* DIRECTIVE
Copy the items below verbatim, from the line containing "# Task: detect the blue and" through the end of the items, inclusive.

* DATASET EXTRACT
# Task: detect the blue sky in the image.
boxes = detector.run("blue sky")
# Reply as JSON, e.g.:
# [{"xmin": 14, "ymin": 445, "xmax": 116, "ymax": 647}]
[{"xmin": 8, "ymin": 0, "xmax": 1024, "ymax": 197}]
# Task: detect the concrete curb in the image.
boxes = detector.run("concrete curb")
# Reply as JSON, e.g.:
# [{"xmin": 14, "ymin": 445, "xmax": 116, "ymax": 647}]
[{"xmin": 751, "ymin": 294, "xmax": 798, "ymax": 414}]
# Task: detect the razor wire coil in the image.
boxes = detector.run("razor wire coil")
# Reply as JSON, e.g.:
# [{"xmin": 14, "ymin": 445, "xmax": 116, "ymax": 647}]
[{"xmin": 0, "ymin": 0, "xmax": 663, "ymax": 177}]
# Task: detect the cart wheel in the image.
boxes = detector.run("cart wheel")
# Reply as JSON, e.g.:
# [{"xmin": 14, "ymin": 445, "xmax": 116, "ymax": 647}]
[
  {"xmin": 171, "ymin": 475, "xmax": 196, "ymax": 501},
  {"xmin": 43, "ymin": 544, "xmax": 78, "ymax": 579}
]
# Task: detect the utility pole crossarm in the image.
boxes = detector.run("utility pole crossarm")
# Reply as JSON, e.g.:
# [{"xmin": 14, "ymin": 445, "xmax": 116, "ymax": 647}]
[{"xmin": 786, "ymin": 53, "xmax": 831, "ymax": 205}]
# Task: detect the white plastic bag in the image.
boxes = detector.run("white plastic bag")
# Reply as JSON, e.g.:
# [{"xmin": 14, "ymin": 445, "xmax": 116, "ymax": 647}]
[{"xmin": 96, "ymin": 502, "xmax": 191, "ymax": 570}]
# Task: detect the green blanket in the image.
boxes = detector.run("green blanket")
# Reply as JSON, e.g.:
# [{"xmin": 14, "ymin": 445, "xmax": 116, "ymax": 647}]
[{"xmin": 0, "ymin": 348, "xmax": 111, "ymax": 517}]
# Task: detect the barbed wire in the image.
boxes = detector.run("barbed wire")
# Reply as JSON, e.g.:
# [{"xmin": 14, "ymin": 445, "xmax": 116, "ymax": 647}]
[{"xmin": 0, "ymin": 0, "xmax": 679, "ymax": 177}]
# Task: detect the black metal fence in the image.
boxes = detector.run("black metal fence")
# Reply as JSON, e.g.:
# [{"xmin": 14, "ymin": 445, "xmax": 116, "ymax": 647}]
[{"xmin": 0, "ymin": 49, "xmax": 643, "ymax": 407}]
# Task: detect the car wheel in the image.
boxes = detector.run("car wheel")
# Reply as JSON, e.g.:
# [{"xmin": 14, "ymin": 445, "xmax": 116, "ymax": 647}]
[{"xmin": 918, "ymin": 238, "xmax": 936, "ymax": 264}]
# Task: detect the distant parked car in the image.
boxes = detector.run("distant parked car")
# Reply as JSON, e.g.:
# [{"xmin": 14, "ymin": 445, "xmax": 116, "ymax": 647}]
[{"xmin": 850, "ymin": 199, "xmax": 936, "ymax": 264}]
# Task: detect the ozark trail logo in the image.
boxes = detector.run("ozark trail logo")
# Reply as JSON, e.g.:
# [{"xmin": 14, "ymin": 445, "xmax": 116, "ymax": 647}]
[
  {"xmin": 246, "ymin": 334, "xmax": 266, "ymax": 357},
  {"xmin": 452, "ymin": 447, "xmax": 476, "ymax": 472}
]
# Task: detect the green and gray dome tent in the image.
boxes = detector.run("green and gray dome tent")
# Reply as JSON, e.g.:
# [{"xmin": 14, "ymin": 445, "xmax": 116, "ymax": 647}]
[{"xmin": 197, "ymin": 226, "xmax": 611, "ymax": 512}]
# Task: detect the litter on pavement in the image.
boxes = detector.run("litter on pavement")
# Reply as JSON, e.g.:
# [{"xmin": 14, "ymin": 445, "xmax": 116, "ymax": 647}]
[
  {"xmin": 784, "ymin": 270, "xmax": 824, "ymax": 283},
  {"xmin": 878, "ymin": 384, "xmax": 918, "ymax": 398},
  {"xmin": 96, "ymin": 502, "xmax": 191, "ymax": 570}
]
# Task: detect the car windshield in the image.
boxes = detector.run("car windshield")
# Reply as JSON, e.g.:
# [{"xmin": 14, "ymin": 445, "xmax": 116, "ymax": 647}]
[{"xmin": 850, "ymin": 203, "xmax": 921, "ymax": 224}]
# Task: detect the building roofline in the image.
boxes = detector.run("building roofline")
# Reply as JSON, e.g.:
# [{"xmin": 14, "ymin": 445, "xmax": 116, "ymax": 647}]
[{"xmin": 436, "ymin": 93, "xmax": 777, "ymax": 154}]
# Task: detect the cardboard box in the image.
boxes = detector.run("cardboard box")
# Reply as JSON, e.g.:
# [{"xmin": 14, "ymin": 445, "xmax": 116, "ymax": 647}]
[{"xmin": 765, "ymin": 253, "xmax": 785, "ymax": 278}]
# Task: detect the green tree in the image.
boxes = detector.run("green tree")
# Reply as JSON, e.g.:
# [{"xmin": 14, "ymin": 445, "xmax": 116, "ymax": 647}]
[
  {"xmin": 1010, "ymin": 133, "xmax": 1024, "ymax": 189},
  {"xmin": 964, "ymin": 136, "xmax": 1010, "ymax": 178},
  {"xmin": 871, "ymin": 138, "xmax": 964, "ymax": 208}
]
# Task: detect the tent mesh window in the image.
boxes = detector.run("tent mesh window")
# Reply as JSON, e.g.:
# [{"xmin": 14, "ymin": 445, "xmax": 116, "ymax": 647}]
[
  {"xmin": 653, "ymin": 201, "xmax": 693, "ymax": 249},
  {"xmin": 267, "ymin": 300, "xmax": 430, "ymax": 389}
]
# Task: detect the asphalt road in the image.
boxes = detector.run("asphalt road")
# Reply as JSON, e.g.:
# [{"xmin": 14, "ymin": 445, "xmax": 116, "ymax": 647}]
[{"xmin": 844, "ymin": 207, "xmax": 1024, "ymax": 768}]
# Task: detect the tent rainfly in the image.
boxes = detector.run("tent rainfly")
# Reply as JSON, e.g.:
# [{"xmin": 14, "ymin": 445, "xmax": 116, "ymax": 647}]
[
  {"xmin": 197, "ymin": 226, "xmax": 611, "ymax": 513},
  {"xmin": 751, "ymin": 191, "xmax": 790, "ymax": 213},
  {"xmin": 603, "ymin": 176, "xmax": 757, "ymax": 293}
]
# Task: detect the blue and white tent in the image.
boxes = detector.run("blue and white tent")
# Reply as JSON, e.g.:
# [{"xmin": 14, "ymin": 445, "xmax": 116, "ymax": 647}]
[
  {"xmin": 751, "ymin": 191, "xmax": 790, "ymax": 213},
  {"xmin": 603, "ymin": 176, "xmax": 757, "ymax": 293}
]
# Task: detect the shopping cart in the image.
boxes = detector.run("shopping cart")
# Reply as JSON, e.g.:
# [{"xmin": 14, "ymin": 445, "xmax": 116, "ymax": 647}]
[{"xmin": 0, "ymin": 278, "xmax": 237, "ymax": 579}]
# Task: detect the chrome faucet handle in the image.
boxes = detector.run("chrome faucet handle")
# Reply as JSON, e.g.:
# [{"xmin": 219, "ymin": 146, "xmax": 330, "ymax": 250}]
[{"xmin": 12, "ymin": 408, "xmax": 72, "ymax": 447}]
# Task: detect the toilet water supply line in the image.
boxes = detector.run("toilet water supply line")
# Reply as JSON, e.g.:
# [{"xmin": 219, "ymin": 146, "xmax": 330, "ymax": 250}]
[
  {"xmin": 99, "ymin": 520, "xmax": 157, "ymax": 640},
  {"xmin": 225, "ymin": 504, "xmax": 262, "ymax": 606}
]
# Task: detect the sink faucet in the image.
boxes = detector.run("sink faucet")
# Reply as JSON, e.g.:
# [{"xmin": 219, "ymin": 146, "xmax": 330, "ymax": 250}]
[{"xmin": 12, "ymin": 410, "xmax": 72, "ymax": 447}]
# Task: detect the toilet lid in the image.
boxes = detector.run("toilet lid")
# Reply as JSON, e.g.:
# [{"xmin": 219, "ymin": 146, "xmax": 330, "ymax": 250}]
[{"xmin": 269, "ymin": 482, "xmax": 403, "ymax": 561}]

* RESULT FOR THIS TASK
# Task: detect the blue and white tent in the image.
boxes = detector.run("blue and white tent")
# Reply as JSON, e.g.:
# [{"xmin": 14, "ymin": 445, "xmax": 116, "ymax": 647}]
[
  {"xmin": 751, "ymin": 191, "xmax": 790, "ymax": 213},
  {"xmin": 603, "ymin": 176, "xmax": 757, "ymax": 293}
]
# Task: detect the shopping cart in the image.
boxes = detector.run("shopping cart")
# Reply as JSON, e.g.:
# [{"xmin": 14, "ymin": 445, "xmax": 116, "ymax": 647}]
[{"xmin": 0, "ymin": 278, "xmax": 237, "ymax": 579}]
# Task: detect the chrome faucet handle in the image.
boxes = detector.run("chrome faucet handle")
# Reply as JSON, e.g.:
# [{"xmin": 219, "ymin": 146, "xmax": 330, "ymax": 250}]
[{"xmin": 12, "ymin": 408, "xmax": 72, "ymax": 447}]
# Task: detect the toilet water supply line in the image.
boxes = detector.run("toilet water supply line")
# Reply as JSON, e.g.:
# [{"xmin": 219, "ymin": 146, "xmax": 330, "ymax": 250}]
[
  {"xmin": 99, "ymin": 520, "xmax": 157, "ymax": 640},
  {"xmin": 225, "ymin": 504, "xmax": 262, "ymax": 606}
]
# Task: detect the sink faucet in the image.
boxes = detector.run("sink faucet")
# Reply as JSON, e.g.:
# [{"xmin": 219, "ymin": 146, "xmax": 330, "ymax": 250}]
[{"xmin": 12, "ymin": 410, "xmax": 72, "ymax": 447}]
# Task: detect the toilet lid in the image.
boxes = detector.run("toilet lid")
# Reply as JSON, e.g.:
# [{"xmin": 219, "ymin": 146, "xmax": 330, "ymax": 250}]
[{"xmin": 269, "ymin": 482, "xmax": 403, "ymax": 561}]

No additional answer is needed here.